──────── Data to process ────────

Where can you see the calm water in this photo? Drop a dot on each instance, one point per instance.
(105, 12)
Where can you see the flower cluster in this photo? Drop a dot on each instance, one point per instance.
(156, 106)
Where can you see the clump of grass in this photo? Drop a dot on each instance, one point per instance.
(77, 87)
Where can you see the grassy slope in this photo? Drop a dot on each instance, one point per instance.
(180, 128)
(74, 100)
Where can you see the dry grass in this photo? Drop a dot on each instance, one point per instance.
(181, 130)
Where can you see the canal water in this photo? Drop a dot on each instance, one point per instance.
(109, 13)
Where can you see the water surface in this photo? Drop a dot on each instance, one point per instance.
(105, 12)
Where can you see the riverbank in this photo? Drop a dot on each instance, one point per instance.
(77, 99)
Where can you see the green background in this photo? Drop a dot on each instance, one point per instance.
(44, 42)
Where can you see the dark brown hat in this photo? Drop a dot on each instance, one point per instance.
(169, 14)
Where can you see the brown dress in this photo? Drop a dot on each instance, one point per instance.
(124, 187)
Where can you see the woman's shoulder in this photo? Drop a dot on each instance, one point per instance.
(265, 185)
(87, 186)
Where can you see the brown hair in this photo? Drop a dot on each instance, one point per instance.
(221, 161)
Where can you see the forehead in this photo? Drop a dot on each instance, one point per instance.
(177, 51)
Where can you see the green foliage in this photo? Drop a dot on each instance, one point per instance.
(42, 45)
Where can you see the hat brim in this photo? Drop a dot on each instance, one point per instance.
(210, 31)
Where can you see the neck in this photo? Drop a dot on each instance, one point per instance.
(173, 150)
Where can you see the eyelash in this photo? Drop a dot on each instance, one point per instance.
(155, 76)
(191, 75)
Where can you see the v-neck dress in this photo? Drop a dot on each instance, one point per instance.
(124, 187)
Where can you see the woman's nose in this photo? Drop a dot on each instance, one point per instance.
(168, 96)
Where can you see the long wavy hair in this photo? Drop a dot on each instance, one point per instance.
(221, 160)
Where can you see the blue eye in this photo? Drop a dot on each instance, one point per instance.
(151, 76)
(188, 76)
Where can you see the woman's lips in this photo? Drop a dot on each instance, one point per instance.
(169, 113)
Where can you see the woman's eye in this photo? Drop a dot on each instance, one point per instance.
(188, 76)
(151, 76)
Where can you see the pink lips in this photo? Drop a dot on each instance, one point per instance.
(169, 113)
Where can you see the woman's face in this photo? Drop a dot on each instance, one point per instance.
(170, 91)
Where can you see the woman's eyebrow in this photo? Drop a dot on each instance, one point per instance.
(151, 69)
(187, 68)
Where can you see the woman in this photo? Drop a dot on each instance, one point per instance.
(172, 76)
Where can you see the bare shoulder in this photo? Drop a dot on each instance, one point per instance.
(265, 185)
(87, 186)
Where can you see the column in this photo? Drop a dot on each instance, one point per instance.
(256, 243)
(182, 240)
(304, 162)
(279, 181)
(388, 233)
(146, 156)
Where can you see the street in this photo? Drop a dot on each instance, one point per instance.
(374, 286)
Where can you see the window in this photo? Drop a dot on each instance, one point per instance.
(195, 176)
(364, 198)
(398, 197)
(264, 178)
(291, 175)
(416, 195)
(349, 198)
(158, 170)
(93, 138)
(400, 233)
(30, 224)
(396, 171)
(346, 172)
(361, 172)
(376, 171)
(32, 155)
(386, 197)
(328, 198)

────────

Task prompt – Reproduce the rows starting at the one that contains "Where can you see the hat" and continuing through the last row, keeping the requests unchanged. Shift every point coordinate in those rows by adding 101 to each number.

Exercise output –
Where can you see the hat brim in this photo? Drop a dot on each instance, one point per instance.
(311, 132)
Where can you see the neck in this photo? Drop a dot on each instance, one point per instance.
(274, 251)
Where can you see the eyelash in this photo? Drop a dot on each instance, one point per instance.
(256, 177)
(292, 176)
Where can you see the v-neck dress in this photo? Drop a dot on each instance, one point per instance.
(225, 288)
Where can you see the woman's nose in this photo? Drop a dot on each instance, one point per instance.
(269, 197)
Where can you see the long wavy hair in this photo? Drop a dot on each instance, one point per instance.
(322, 261)
Where can you see the blue eye in this photo? Drop a dot on each instance, one point per instance.
(252, 177)
(289, 177)
Where can you see the woman's lips in this photo? Drop a dot on each instance, one point per instance.
(270, 214)
Where can you see the woman's eye in this photo? Drop a dot on each instance, one point per instance.
(289, 177)
(252, 177)
Where can you see the pink lips in this photo? Drop a dot on each instance, one point per instance.
(270, 214)
Where can you see the woman's face in this photo? Drop a dot on each instance, one point per instance.
(271, 192)
Where can you see the woman's eyebrow in this photo? Drop a dot on each instance, one point per instance.
(252, 170)
(288, 169)
Where can you see the woman in this photo? Drop a dot on each instance, one point per instance.
(273, 177)
Where can you see the bare shoulder in this photo? Drop a dot on each instance, one point per instance.
(366, 286)
(188, 287)
Where can you see the column in this photo? Drop a dot on each instance, one point per instance.
(357, 344)
(283, 341)
(405, 263)
(380, 282)
(489, 334)
(247, 257)
Where can you see the street in this photo? Drop a dot on each instance, one point per instance.
(475, 387)
Where can you see the window in this photo? Drop a dot on each instance, one point per instance.
(296, 277)
(465, 299)
(499, 298)
(365, 279)
(392, 276)
(517, 296)
(450, 299)
(259, 271)
(194, 239)
(501, 334)
(131, 325)
(497, 272)
(447, 273)
(462, 273)
(477, 272)
(133, 256)
(487, 298)
(429, 299)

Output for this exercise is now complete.